▸ Exercise: Copy the material below exactly, from the line that contains "Task: place one keypoint per instance of the bare" through the line that contains "Task: place one keypoint per instance of the terracotta", and nothing else.

▸ Dataset extract:
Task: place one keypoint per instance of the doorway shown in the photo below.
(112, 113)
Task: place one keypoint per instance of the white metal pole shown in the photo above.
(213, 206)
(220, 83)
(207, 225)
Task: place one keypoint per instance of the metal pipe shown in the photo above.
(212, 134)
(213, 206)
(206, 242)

==

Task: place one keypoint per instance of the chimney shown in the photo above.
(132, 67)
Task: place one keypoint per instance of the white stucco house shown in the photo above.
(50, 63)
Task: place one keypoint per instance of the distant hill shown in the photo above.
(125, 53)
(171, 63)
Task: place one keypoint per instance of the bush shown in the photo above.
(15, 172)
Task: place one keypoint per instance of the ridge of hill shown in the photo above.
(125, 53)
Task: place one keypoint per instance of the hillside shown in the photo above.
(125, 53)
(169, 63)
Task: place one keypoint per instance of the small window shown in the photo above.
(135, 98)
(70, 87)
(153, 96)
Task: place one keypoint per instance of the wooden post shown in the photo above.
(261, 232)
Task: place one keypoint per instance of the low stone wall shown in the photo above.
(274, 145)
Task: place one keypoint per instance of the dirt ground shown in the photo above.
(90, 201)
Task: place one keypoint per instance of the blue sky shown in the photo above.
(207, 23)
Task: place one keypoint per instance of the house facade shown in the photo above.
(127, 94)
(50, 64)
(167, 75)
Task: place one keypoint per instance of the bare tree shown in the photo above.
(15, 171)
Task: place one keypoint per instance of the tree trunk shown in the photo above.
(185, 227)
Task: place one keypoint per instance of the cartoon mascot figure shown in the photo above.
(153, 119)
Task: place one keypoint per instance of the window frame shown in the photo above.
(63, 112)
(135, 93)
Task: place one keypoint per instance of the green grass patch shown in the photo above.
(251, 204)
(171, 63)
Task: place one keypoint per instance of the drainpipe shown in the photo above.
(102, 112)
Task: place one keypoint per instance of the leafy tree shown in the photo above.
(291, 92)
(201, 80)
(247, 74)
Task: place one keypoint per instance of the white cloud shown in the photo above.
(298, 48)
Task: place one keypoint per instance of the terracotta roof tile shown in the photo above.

▸ Exercise result:
Task: place one keypoint per instance of the bare tree shown in the photo above.
(15, 171)
Task: place one keypoint per instance of the tree trunk shown in the photo above.
(185, 227)
Task: place one keypoint per instance of the cartoon mascot figure shown in the photo above.
(153, 119)
Task: place one keypoint per instance of the window frame shown in the photo above.
(63, 112)
(135, 93)
Task: place one keypoint per instance of the green grass patch shown in the photo above.
(251, 204)
(171, 63)
Task: place one keypoint per instance of the drainpipe shown in the photo above.
(102, 112)
Task: place one keypoint per instance of the leafy tree shown in the photo above.
(291, 92)
(201, 80)
(247, 74)
Task: place one keypoint per instance of the white cloud shown in the photo above.
(298, 48)
Task: place one keypoint per instance of the terracotta roof tile shown in the photo above.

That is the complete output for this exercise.